EXERCISE DETAILS → All of the data below should be written out again exactly.
-----
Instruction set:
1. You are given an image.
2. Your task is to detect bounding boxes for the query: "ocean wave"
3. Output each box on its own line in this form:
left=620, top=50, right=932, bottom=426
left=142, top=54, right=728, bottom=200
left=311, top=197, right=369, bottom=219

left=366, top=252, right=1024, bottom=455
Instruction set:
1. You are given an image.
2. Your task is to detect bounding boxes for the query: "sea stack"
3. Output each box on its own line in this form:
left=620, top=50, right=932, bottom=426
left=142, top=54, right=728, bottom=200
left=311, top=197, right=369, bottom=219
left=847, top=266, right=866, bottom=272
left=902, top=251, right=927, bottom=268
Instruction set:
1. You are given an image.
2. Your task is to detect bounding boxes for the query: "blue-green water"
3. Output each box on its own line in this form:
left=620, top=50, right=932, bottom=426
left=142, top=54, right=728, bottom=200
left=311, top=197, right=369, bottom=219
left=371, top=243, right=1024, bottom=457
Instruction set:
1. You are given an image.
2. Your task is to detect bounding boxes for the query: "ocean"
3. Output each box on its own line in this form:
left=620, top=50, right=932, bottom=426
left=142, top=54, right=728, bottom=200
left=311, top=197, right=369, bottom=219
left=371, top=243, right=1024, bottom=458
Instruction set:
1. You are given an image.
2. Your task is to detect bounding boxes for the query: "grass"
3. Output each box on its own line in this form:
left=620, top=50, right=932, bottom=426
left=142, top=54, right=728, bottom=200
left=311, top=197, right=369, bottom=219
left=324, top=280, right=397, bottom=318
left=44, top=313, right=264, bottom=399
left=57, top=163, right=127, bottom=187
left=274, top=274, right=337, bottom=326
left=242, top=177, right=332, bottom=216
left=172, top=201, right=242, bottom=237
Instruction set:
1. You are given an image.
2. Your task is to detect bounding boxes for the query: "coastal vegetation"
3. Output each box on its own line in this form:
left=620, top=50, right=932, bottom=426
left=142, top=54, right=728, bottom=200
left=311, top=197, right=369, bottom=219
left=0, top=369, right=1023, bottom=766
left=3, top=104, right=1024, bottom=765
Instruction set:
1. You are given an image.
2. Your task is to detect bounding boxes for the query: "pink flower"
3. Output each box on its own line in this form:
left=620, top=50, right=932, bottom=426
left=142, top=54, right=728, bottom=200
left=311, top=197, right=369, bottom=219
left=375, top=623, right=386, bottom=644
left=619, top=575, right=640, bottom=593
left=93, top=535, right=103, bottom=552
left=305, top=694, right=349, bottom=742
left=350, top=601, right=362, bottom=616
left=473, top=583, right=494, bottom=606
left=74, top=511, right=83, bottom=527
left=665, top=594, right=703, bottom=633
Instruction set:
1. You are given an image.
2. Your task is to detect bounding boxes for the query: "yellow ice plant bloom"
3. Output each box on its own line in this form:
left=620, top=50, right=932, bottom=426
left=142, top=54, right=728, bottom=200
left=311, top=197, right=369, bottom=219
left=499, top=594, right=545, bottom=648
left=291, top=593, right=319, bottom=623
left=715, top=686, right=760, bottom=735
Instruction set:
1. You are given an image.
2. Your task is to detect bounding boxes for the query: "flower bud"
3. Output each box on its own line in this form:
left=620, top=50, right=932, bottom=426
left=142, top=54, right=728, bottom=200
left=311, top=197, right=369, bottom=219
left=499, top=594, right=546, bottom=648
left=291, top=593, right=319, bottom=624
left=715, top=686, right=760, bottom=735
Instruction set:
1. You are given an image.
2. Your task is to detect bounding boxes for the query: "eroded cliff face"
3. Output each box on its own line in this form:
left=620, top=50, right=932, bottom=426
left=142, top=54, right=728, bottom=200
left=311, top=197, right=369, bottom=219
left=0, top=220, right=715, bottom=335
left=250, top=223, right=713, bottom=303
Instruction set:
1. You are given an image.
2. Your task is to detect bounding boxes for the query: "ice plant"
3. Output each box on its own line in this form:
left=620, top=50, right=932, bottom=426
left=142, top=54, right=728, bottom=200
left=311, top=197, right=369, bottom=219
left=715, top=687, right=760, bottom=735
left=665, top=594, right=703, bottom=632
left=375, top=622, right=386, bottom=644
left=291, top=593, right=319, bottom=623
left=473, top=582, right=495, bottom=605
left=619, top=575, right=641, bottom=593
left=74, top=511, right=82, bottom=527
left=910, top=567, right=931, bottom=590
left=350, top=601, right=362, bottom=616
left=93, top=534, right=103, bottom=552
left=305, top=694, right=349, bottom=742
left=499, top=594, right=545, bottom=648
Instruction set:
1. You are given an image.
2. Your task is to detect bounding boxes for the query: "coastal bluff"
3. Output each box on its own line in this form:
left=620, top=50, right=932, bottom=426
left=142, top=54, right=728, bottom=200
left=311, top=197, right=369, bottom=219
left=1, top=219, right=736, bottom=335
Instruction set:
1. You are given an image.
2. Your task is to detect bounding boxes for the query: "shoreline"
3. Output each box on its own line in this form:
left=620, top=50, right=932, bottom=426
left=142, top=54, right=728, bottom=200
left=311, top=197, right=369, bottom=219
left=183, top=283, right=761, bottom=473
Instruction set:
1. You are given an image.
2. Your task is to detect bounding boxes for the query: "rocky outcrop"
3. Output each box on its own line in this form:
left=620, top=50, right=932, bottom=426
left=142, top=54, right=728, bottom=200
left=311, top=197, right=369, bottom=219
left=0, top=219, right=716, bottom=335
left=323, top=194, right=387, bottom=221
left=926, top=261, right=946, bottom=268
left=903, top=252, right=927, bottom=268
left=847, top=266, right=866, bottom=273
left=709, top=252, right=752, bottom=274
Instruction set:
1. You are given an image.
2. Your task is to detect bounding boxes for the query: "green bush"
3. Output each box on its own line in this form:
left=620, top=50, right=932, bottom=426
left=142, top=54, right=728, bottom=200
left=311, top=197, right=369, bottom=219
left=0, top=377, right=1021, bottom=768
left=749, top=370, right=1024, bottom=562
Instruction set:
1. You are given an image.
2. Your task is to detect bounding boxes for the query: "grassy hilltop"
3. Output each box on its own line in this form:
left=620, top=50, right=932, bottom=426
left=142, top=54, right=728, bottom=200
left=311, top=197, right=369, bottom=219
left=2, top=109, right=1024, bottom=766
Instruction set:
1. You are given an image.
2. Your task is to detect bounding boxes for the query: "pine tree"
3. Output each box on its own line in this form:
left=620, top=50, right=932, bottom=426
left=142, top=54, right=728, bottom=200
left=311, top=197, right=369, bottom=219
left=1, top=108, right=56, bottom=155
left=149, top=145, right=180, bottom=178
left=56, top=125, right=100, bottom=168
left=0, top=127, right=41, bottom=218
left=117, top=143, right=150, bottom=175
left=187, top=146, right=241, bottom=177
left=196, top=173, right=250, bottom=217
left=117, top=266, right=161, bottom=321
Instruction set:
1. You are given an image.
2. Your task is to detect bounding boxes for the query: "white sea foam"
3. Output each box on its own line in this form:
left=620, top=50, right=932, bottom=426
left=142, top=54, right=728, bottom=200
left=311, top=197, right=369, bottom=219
-----
TASK RESPONSE →
Instruction set:
1. You are given an image.
2. Your task is to detect bounding boxes for the query: "ocean wave"
3. Output each box on its own line in this form:
left=620, top=50, right=932, bottom=426
left=142, top=54, right=728, bottom=200
left=311, top=197, right=369, bottom=219

left=366, top=252, right=1024, bottom=455
Instruction set:
1. You are given an image.
2. Your task is to detect bounding boxes for the query: "sea stack"
3. Output each box on its own line in this form:
left=620, top=50, right=932, bottom=426
left=142, top=54, right=728, bottom=200
left=311, top=197, right=369, bottom=219
left=847, top=266, right=866, bottom=272
left=902, top=251, right=927, bottom=268
Instruction set:
1. You are given an image.
2. Your task is to detect bounding boxes for the query: "blue-green water"
3. Output each box on its own line in this form:
left=620, top=50, right=932, bottom=426
left=142, top=54, right=728, bottom=200
left=311, top=197, right=369, bottom=219
left=371, top=243, right=1024, bottom=457
Instruction set:
1. You are given an image.
2. Your task is to detect bounding boxes for the query: "ocean"
3. Output each box on its own line in this form:
left=620, top=50, right=932, bottom=426
left=142, top=54, right=728, bottom=200
left=311, top=197, right=369, bottom=219
left=371, top=243, right=1024, bottom=458
Instruction set:
1. You are given an image.
2. Your task is to detect bounding boxes for the query: "grass"
3. Output each box on its own line in this form:
left=620, top=50, right=932, bottom=426
left=142, top=54, right=728, bottom=200
left=311, top=197, right=369, bottom=219
left=324, top=280, right=397, bottom=318
left=44, top=313, right=264, bottom=399
left=57, top=163, right=127, bottom=187
left=274, top=274, right=337, bottom=326
left=242, top=177, right=332, bottom=216
left=172, top=201, right=242, bottom=237
Instruction set:
1. You are given an image.
2. Your task is to detect bounding boxes for the query: "coastal vegetation"
3. Output each box on its own line in this form:
left=620, top=50, right=932, bottom=426
left=142, top=54, right=728, bottom=200
left=311, top=197, right=369, bottom=219
left=0, top=369, right=1023, bottom=766
left=3, top=104, right=1024, bottom=765
Instruction set:
1. You are given an image.
2. Your task is to detect bounding boxes for the query: "pink flower"
3. Output each box on its own line in this form:
left=620, top=50, right=932, bottom=426
left=142, top=54, right=728, bottom=200
left=311, top=197, right=369, bottom=219
left=375, top=623, right=386, bottom=644
left=619, top=575, right=640, bottom=593
left=93, top=535, right=103, bottom=552
left=305, top=694, right=349, bottom=742
left=350, top=601, right=362, bottom=616
left=473, top=583, right=494, bottom=606
left=74, top=511, right=83, bottom=527
left=665, top=594, right=703, bottom=633
Instruction set:
1. You are given an image.
2. Your task is to detect bounding boxes for the query: "yellow ice plant bloom"
3. Output each box on its own line in this form:
left=620, top=50, right=932, bottom=426
left=142, top=54, right=728, bottom=200
left=311, top=197, right=369, bottom=219
left=499, top=594, right=545, bottom=648
left=291, top=593, right=319, bottom=623
left=715, top=686, right=760, bottom=735
Instruction set:
1. You are given an image.
2. Your task is to detect bounding boxes for the query: "flower bud"
3. Output each box on its own line in this form:
left=620, top=50, right=932, bottom=426
left=142, top=54, right=728, bottom=200
left=311, top=197, right=369, bottom=219
left=499, top=594, right=546, bottom=648
left=291, top=593, right=319, bottom=624
left=715, top=686, right=760, bottom=735
Instruction set:
1. You are given an image.
2. Your task is to detect bounding boxes for the query: "eroded cliff face"
3. Output each box on its own line in this form:
left=620, top=50, right=932, bottom=426
left=142, top=54, right=728, bottom=200
left=311, top=197, right=369, bottom=219
left=0, top=220, right=715, bottom=335
left=250, top=223, right=713, bottom=303
Instruction set:
1. You are given an image.
2. Your task is to detect bounding boxes for the query: "ice plant"
3. Output each box on its own line in this form:
left=620, top=50, right=932, bottom=426
left=142, top=54, right=728, bottom=200
left=311, top=197, right=369, bottom=219
left=715, top=687, right=760, bottom=735
left=665, top=594, right=703, bottom=632
left=375, top=622, right=386, bottom=644
left=291, top=593, right=319, bottom=623
left=473, top=582, right=495, bottom=605
left=619, top=575, right=641, bottom=593
left=74, top=511, right=82, bottom=527
left=910, top=567, right=931, bottom=590
left=350, top=601, right=362, bottom=616
left=93, top=534, right=103, bottom=552
left=305, top=694, right=349, bottom=742
left=499, top=594, right=545, bottom=648
Instruction set:
1. You are given an image.
2. Your task is to detect bounding boxes for the query: "coastal bluff"
3. Output each box on its own line in this form:
left=620, top=50, right=932, bottom=426
left=142, top=54, right=728, bottom=200
left=311, top=197, right=369, bottom=219
left=1, top=219, right=736, bottom=335
Instruction set:
1. You are given an image.
2. Your task is to detect bounding boxes for the query: "shoreline"
3. Output each box on its own line in this form:
left=620, top=50, right=932, bottom=426
left=142, top=54, right=728, bottom=200
left=311, top=197, right=369, bottom=219
left=183, top=283, right=761, bottom=473
Instruction set:
1. You are given an image.
2. Your task is to detect bounding boxes for the query: "rocky outcrop"
3. Output each box on its own line in this form:
left=620, top=50, right=932, bottom=426
left=142, top=54, right=728, bottom=200
left=311, top=197, right=369, bottom=219
left=0, top=219, right=716, bottom=335
left=323, top=194, right=387, bottom=221
left=926, top=261, right=946, bottom=268
left=903, top=252, right=927, bottom=268
left=847, top=266, right=866, bottom=273
left=709, top=252, right=752, bottom=274
Instruction set:
1. You are given an image.
2. Your task is to detect bounding boxes for the query: "green bush"
3. Output each box on its own line in this form:
left=620, top=50, right=932, bottom=426
left=142, top=54, right=728, bottom=200
left=311, top=197, right=369, bottom=219
left=0, top=377, right=1021, bottom=768
left=749, top=370, right=1024, bottom=562
Instruction set:
1. You are given an image.
2. Your task is to detect bounding boxes for the query: "grassy hilltop"
3. Output each box on its own line in this form:
left=620, top=50, right=932, bottom=426
left=142, top=54, right=728, bottom=200
left=311, top=197, right=369, bottom=219
left=2, top=109, right=1024, bottom=766
Instruction set:
1. You are given an image.
2. Your task is to detect bounding boxes for the query: "pine tree"
3. Output each box on its own line in this form:
left=620, top=50, right=932, bottom=426
left=142, top=54, right=728, bottom=200
left=311, top=197, right=369, bottom=219
left=1, top=108, right=56, bottom=155
left=149, top=145, right=180, bottom=178
left=56, top=125, right=100, bottom=168
left=0, top=127, right=41, bottom=218
left=117, top=143, right=150, bottom=175
left=187, top=146, right=241, bottom=177
left=196, top=173, right=250, bottom=217
left=117, top=266, right=161, bottom=321
Instruction set:
1. You are given an image.
2. Your task is to detect bounding boxes for the query: "white sea foam"
3. Output each box on its own line in this form:
left=620, top=50, right=932, bottom=426
left=142, top=54, right=728, bottom=200
left=311, top=197, right=369, bottom=219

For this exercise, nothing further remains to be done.